(PROBLEM)
Rewrite the records from the start up to and including the line with "(1083, 163)", swapping "brick" for "stone". Leave everything else in those lines unchanged.

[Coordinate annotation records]
● ● ●

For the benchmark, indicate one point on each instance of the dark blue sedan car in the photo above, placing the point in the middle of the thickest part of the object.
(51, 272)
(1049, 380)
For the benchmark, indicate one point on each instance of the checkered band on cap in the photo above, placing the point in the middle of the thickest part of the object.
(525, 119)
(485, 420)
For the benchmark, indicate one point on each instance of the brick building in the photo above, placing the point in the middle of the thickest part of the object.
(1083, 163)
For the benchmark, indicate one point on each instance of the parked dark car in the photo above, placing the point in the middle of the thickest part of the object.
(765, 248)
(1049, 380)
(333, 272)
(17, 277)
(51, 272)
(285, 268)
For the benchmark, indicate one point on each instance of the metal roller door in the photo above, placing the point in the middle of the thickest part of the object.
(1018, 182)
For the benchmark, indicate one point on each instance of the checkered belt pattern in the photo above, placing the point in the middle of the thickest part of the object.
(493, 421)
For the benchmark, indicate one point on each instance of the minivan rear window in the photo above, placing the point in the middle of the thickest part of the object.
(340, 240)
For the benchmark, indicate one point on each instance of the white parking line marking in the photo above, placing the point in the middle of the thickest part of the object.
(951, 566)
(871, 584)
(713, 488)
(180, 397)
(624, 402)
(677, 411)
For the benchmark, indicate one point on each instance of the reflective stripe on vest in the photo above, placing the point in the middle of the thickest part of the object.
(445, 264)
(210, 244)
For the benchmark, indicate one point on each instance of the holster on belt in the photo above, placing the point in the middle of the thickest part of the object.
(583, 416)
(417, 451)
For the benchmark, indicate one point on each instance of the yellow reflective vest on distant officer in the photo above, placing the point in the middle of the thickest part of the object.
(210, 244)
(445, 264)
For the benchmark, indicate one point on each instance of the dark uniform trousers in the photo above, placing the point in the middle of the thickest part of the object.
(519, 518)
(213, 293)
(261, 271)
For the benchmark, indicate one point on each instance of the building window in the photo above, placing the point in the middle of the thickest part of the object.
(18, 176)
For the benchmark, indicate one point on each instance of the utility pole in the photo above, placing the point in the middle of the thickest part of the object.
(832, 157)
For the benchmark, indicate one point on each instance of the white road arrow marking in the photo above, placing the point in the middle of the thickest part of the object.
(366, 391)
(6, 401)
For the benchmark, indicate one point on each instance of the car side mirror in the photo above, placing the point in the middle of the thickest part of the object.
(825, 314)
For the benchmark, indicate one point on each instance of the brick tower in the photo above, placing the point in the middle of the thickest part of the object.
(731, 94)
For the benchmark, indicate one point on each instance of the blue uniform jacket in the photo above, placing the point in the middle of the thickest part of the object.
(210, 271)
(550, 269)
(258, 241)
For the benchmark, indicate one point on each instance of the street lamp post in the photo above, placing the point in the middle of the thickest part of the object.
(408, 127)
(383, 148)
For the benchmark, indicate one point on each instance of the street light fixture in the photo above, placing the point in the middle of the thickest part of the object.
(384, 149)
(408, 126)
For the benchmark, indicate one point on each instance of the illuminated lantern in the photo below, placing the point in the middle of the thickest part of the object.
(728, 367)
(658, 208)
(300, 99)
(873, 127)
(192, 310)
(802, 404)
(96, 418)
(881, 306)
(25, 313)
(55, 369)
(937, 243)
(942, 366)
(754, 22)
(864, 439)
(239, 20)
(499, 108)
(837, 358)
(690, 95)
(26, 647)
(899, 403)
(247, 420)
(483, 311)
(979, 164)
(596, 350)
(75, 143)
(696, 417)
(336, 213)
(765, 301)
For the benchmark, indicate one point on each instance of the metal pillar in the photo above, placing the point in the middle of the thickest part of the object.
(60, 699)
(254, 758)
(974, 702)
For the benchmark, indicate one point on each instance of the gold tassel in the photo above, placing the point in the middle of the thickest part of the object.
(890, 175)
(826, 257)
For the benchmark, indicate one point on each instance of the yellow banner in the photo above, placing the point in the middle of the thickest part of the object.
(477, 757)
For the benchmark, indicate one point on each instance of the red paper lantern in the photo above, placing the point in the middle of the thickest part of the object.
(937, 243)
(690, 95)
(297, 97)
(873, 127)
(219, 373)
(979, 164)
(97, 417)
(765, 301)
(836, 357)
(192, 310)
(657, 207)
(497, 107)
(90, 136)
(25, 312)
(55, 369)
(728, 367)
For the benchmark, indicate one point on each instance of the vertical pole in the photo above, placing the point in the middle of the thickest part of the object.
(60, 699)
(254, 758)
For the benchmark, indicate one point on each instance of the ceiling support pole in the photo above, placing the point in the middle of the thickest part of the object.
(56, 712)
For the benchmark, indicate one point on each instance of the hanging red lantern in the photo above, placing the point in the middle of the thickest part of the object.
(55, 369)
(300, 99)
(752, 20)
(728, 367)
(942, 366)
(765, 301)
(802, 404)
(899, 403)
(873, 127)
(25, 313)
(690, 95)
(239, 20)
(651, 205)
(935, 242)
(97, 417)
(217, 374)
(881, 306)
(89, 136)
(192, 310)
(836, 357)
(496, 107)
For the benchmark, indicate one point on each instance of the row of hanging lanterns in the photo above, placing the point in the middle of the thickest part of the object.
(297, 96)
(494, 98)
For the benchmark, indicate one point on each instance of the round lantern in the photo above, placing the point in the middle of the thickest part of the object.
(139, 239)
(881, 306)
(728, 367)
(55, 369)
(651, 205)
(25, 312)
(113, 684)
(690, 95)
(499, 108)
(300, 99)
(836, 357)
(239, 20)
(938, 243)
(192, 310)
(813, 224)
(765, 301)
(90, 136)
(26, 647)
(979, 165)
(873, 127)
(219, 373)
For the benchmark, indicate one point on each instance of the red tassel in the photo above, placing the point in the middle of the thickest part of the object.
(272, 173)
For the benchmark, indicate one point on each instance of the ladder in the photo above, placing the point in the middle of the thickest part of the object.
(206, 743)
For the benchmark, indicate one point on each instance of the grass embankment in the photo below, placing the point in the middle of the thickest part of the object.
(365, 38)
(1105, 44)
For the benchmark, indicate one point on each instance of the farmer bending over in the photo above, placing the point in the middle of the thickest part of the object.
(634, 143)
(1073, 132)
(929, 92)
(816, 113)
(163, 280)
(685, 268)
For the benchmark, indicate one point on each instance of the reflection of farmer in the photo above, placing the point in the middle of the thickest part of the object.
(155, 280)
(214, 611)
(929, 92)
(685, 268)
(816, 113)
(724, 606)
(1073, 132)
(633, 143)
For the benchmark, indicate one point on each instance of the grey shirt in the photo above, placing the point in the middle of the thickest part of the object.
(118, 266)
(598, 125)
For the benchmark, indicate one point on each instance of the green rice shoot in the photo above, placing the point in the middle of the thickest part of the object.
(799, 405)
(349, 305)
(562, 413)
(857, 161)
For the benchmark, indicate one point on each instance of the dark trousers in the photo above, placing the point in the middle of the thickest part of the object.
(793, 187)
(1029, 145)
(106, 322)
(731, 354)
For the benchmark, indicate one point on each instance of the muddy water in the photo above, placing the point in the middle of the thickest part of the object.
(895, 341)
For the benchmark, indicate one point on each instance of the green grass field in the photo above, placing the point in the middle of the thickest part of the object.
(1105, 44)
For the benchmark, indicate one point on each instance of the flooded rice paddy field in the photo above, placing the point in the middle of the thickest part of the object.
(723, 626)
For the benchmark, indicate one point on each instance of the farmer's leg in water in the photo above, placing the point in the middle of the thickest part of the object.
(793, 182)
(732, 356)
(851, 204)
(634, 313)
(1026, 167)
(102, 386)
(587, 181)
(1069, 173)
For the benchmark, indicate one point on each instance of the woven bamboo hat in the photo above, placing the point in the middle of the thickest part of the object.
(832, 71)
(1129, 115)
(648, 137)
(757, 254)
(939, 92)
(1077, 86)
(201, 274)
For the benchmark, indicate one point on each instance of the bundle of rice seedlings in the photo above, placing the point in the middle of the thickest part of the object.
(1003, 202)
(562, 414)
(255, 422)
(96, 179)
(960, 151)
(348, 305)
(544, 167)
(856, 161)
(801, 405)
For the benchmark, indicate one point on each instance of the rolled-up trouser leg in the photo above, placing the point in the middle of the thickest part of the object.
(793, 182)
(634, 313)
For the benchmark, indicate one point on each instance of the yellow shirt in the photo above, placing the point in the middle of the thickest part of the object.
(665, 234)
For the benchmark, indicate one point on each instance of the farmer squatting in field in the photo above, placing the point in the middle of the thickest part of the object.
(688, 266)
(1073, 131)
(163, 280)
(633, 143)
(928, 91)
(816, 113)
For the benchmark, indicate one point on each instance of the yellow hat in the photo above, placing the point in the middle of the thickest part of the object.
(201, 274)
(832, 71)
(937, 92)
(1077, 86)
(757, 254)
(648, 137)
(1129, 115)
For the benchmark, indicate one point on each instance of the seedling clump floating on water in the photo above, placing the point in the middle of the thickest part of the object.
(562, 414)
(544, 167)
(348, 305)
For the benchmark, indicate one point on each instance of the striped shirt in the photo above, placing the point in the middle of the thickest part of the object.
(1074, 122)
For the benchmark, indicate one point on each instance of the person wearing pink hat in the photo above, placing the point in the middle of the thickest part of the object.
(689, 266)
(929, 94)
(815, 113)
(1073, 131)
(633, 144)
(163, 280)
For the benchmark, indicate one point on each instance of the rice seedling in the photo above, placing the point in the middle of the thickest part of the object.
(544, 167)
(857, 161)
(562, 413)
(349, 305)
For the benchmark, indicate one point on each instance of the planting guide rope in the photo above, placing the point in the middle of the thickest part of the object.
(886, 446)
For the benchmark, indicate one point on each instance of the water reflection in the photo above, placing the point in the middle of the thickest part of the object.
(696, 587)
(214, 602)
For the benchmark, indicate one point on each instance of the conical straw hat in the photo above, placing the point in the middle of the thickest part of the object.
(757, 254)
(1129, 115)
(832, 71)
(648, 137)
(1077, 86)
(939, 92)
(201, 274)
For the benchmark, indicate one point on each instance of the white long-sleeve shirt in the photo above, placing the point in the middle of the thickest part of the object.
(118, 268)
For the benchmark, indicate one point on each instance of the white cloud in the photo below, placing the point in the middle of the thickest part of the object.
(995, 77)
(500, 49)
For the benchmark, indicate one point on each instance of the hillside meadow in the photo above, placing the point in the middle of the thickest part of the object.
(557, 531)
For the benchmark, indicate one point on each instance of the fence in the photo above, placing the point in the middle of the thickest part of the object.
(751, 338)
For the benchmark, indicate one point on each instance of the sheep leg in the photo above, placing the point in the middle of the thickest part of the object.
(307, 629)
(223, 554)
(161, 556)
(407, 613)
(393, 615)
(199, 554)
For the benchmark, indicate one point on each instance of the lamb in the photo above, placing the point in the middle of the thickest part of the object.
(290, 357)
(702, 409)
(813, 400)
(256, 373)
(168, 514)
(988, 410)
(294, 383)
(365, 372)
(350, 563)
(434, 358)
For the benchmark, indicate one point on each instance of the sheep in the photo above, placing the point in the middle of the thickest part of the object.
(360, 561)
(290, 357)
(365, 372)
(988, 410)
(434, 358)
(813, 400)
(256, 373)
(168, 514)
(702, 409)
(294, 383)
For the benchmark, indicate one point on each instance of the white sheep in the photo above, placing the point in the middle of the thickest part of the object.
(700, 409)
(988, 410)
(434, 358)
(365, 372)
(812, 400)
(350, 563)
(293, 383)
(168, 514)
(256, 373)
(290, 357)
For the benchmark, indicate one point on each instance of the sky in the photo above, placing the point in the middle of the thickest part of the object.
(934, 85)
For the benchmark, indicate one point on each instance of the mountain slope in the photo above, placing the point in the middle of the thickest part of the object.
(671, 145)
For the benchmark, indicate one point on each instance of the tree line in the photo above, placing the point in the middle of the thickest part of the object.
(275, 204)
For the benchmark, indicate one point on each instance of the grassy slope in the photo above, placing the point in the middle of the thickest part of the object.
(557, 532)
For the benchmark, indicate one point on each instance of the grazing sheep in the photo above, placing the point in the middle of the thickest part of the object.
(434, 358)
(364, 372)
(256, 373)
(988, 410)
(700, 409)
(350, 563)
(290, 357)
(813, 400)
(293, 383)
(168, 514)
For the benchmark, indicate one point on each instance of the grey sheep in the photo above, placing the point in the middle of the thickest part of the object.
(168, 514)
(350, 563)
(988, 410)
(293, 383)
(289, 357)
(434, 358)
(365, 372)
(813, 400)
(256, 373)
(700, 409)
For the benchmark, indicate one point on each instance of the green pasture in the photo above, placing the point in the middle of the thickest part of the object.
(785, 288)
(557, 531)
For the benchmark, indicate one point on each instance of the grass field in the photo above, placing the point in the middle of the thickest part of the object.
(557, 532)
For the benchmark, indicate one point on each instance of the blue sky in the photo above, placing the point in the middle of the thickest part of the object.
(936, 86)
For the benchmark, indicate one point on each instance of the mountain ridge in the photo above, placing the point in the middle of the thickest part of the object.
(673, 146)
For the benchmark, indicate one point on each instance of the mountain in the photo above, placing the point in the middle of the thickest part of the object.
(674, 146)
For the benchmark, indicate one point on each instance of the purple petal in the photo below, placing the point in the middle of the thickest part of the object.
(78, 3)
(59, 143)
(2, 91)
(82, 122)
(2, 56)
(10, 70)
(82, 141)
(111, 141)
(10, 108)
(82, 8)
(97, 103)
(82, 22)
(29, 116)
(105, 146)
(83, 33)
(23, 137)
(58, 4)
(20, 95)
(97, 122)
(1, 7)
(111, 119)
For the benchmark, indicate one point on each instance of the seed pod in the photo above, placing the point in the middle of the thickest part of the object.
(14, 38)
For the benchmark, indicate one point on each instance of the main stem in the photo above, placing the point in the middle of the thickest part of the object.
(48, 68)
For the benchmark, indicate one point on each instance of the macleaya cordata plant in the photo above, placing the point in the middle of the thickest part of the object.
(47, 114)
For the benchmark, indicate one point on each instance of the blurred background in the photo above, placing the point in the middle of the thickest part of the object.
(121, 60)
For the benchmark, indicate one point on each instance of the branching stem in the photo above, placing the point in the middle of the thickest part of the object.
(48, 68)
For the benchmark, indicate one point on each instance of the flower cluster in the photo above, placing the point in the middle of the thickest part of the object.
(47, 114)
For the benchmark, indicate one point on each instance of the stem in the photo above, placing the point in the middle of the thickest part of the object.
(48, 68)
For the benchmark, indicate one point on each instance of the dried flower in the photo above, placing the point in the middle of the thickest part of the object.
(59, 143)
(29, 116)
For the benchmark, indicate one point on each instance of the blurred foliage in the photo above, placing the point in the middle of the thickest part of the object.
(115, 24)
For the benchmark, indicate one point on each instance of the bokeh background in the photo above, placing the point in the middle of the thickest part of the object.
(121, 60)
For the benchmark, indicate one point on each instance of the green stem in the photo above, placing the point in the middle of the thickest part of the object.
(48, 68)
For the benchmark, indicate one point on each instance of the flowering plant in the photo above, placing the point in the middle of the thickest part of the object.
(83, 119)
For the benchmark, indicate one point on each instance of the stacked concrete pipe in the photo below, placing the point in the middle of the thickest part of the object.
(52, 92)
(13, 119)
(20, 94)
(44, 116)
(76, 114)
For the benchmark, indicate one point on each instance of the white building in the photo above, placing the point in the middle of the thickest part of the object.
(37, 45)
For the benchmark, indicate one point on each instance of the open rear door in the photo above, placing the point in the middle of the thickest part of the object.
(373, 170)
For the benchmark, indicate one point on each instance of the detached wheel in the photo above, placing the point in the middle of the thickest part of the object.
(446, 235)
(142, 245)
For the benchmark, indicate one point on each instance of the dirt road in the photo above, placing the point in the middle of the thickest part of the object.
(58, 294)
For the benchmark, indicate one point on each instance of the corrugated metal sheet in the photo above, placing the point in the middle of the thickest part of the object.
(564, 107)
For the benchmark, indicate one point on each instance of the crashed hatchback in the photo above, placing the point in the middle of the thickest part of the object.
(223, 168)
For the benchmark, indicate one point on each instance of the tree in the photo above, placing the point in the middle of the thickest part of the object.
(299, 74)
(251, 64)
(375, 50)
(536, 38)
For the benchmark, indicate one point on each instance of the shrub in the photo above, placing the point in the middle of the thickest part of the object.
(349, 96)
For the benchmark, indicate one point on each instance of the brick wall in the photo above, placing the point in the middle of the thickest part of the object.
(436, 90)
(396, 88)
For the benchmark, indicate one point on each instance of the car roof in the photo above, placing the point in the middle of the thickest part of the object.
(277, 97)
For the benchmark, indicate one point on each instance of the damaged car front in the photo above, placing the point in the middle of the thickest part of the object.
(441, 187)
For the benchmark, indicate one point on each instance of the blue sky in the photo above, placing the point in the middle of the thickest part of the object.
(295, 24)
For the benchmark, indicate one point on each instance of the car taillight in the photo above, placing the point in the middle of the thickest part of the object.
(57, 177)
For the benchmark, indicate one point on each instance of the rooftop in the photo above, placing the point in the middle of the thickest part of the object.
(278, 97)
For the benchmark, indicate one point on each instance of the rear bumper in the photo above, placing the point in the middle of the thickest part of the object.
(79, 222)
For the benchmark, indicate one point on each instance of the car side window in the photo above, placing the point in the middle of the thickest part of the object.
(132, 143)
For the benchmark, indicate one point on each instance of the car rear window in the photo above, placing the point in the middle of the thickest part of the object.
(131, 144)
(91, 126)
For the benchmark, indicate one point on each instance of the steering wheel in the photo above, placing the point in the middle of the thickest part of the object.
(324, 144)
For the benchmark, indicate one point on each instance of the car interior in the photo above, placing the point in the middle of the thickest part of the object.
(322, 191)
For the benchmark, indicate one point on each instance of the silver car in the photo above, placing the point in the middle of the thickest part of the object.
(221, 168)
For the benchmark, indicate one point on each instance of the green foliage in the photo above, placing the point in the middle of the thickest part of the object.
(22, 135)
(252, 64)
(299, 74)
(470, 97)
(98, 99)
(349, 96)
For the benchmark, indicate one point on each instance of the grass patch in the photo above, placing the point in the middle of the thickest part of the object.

● ● ●

(ANSWER TO THIS TASK)
For the benchmark, indicate one point on each instance of the dark blue sedan car in the photo above, placing the point in the middle of the thickest part of the object.
(51, 272)
(1049, 380)
For the benchmark, indicate one point on each instance of the checkered band on cap in the photo above, placing the point in the middle of the thickest part of the object.
(525, 119)
(485, 420)
For the benchmark, indicate one point on each instance of the stone building in the photo above, placing the point in the middle of the thickest part of the object.
(1083, 163)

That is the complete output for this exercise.